→ **What is needed**:
Rewrite the items below as a Markdown table with the columns Row and Line, one numbered row per line, leaving out blank lines. Begin at the line that has "A point marks every instance of the ribbon" and continue through the end of the items.

***

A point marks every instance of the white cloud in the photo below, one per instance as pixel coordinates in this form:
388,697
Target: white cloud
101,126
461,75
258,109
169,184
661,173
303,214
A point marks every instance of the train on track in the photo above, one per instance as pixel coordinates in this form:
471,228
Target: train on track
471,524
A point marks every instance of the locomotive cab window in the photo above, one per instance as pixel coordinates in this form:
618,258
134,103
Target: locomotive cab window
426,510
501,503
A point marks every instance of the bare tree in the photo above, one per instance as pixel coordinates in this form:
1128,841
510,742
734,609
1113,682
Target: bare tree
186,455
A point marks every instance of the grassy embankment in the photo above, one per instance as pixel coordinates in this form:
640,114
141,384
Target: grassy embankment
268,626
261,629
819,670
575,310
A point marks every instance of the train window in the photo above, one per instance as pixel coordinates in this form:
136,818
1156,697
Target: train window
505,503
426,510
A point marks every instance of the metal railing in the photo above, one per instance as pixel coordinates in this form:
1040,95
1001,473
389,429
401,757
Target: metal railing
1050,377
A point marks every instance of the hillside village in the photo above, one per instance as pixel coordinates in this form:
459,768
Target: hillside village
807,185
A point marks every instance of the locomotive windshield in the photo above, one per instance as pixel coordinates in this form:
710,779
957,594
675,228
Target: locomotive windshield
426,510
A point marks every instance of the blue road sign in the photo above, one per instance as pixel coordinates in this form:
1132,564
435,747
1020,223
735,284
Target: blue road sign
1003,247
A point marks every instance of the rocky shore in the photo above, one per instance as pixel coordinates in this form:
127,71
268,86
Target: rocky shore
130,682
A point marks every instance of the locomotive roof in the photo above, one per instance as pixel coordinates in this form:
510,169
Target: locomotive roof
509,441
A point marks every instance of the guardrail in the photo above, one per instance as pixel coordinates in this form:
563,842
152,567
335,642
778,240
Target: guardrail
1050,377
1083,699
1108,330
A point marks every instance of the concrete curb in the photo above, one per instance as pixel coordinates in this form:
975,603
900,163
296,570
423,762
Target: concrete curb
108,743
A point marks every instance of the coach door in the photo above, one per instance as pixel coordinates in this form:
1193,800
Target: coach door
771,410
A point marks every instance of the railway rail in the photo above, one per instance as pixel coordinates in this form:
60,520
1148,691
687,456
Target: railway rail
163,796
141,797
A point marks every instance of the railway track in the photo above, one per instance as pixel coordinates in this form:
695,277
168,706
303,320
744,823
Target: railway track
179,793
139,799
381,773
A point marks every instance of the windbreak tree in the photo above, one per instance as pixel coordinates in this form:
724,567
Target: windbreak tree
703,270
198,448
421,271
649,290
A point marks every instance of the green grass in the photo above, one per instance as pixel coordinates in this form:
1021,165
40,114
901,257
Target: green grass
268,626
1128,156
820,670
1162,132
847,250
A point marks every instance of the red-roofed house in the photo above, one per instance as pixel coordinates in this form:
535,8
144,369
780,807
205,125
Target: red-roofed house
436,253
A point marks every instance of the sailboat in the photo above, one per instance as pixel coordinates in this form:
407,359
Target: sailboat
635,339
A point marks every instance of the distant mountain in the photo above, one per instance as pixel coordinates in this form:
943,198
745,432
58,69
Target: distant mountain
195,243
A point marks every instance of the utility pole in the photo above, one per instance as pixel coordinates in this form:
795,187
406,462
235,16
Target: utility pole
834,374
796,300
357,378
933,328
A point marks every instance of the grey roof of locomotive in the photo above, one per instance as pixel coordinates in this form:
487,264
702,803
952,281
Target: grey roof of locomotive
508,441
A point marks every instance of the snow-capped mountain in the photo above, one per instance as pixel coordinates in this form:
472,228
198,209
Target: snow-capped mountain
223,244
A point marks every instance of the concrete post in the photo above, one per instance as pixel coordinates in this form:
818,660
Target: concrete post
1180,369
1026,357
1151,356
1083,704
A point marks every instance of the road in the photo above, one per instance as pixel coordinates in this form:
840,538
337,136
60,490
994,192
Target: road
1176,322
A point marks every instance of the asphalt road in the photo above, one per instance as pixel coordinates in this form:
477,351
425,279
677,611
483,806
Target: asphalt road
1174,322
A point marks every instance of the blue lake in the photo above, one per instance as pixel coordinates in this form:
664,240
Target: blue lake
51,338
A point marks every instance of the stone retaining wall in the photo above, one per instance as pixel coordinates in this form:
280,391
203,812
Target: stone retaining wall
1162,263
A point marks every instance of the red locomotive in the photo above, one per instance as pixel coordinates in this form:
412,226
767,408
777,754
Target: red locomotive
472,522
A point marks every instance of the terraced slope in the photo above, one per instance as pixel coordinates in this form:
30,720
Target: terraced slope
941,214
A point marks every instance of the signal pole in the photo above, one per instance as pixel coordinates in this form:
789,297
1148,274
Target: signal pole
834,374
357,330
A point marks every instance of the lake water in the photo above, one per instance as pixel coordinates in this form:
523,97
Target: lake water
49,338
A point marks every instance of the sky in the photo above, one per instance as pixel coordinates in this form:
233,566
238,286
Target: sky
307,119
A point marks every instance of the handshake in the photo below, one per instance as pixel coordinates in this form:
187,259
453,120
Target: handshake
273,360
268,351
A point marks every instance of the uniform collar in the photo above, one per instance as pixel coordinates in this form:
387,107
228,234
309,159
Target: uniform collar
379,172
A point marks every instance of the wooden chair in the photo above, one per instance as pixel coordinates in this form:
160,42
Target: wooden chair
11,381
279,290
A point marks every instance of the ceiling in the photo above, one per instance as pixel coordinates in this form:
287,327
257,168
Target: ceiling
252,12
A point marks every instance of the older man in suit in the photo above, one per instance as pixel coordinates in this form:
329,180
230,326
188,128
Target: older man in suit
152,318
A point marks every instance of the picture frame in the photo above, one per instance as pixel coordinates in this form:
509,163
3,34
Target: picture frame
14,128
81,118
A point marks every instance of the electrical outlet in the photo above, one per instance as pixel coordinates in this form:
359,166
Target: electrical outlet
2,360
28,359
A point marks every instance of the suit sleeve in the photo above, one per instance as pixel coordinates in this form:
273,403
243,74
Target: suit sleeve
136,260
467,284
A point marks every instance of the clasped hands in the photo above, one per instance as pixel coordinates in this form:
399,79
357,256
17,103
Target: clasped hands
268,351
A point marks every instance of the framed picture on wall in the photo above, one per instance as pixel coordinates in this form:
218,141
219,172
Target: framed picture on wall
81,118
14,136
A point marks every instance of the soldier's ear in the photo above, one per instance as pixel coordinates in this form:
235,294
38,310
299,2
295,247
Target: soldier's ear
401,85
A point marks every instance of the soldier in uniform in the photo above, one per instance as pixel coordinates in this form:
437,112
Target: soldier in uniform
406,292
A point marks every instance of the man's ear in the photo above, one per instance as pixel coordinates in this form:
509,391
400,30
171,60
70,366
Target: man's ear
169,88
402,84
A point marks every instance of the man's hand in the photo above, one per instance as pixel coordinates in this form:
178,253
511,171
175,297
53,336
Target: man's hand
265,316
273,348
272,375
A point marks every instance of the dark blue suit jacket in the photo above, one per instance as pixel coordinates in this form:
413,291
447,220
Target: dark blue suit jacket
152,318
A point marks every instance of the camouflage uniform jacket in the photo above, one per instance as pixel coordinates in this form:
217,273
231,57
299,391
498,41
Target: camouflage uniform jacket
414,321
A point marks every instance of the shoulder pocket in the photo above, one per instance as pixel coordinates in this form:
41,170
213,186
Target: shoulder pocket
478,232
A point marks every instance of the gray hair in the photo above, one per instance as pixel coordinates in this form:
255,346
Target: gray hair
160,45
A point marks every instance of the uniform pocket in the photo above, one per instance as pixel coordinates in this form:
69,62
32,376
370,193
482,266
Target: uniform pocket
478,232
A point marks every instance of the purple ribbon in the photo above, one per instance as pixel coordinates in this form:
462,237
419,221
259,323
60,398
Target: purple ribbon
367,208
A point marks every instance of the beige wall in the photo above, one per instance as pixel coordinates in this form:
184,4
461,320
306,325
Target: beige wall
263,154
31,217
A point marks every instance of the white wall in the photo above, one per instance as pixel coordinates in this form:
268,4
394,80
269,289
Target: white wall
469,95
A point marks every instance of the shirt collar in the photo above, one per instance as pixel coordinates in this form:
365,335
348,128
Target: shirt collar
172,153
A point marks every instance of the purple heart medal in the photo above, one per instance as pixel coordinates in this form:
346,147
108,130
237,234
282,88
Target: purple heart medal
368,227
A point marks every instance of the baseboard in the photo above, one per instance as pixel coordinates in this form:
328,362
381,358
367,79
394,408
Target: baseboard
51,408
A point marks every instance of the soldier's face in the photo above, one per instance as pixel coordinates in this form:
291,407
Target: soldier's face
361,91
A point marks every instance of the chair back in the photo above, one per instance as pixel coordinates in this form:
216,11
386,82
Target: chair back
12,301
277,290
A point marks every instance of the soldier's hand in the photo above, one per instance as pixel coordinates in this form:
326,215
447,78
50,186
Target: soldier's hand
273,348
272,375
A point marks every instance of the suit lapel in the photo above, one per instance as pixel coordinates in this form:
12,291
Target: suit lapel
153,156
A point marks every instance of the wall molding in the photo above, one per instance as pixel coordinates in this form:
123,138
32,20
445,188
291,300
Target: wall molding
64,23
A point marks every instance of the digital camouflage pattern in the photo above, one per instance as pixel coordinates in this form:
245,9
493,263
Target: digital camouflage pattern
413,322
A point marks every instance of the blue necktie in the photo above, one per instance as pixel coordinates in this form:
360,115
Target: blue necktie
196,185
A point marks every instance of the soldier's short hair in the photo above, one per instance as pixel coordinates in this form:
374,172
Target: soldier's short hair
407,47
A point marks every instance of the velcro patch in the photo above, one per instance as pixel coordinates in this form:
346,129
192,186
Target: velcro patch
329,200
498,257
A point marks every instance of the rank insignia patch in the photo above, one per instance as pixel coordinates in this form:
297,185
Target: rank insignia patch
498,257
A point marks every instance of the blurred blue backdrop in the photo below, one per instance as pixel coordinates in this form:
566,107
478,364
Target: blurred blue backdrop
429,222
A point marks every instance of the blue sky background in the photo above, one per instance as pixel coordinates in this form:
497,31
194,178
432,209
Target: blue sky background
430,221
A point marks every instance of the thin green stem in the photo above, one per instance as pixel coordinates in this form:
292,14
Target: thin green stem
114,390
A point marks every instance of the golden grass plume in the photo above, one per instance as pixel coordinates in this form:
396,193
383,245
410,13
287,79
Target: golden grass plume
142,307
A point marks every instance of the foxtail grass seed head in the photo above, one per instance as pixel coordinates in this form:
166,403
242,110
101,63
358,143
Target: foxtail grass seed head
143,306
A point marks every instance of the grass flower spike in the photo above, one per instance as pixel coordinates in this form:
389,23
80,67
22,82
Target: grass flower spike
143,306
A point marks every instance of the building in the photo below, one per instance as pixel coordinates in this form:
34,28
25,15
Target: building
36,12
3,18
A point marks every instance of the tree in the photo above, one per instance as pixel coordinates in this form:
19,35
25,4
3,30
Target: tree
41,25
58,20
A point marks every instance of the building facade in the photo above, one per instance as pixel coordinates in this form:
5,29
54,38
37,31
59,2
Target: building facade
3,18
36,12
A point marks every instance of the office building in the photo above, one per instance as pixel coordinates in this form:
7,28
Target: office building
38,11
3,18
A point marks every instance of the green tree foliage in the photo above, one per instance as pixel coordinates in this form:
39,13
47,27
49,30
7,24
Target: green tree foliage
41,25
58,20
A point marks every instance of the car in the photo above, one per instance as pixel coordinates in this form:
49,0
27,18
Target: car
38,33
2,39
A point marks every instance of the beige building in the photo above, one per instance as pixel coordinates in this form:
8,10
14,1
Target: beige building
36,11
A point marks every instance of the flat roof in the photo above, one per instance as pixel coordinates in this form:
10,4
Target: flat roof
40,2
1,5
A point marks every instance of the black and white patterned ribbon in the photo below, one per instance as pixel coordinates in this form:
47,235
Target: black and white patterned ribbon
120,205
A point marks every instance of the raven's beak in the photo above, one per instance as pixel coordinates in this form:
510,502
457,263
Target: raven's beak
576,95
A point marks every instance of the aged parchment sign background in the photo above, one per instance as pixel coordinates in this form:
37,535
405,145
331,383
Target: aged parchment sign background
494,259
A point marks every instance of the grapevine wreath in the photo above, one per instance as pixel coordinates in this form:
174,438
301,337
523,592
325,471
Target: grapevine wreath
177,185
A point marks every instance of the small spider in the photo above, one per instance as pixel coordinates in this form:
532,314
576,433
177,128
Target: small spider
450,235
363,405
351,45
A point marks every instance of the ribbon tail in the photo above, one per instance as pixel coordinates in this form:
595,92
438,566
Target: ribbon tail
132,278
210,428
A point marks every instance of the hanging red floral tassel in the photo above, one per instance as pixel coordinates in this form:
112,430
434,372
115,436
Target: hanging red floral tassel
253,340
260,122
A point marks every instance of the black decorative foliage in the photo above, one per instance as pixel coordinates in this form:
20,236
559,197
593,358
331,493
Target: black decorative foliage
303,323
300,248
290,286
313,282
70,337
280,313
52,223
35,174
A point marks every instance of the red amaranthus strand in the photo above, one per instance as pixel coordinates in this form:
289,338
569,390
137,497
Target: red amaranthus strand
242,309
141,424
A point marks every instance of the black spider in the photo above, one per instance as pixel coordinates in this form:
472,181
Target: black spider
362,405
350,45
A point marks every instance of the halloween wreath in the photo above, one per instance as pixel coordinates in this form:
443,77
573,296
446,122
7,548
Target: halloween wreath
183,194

***

→ **Solved problem**:
| Row | Line |
|---|---|
| 1 | A point marks every instance of the ribbon tail in the photo above, one per instance as pixel coordinates in this form: |
| 2 | 595,92 |
| 3 | 438,566 |
| 4 | Target: ribbon tail |
| 5 | 132,278 |
| 6 | 210,428 |
| 7 | A point marks every instance of the hanging red floral tassel in the photo above, one per instance as pixel coordinates in this form: |
| 8 | 112,430 |
| 9 | 434,372 |
| 10 | 115,436 |
| 11 | Target: hanging red floral tassel |
| 12 | 253,340 |
| 13 | 260,122 |
| 14 | A point marks every instance of the black decorative foliage in the photo above, one per instance as pixel coordinates in this form: |
| 15 | 20,236 |
| 16 | 559,197 |
| 17 | 593,358 |
| 18 | 331,493 |
| 19 | Target: black decorative foliage |
| 20 | 303,323 |
| 21 | 300,248 |
| 22 | 290,286 |
| 23 | 313,282 |
| 24 | 70,337 |
| 25 | 280,313 |
| 26 | 52,223 |
| 27 | 35,174 |
| 28 | A point marks every instance of the red amaranthus strand in the photo above, one per instance as pixel coordinates in this form: |
| 29 | 289,338 |
| 30 | 569,390 |
| 31 | 137,497 |
| 32 | Target: red amaranthus strand |
| 33 | 242,309 |
| 34 | 141,424 |
| 35 | A point marks every instance of the black spider in the photo above, one per instance as pixel coordinates in this form: |
| 36 | 472,181 |
| 37 | Target: black spider |
| 38 | 362,405 |
| 39 | 350,45 |
| 40 | A point marks every instance of the halloween wreath in the photo above, one per instance as pixel coordinates in this form: |
| 41 | 443,77 |
| 42 | 573,296 |
| 43 | 446,122 |
| 44 | 7,548 |
| 45 | Target: halloween wreath |
| 46 | 183,194 |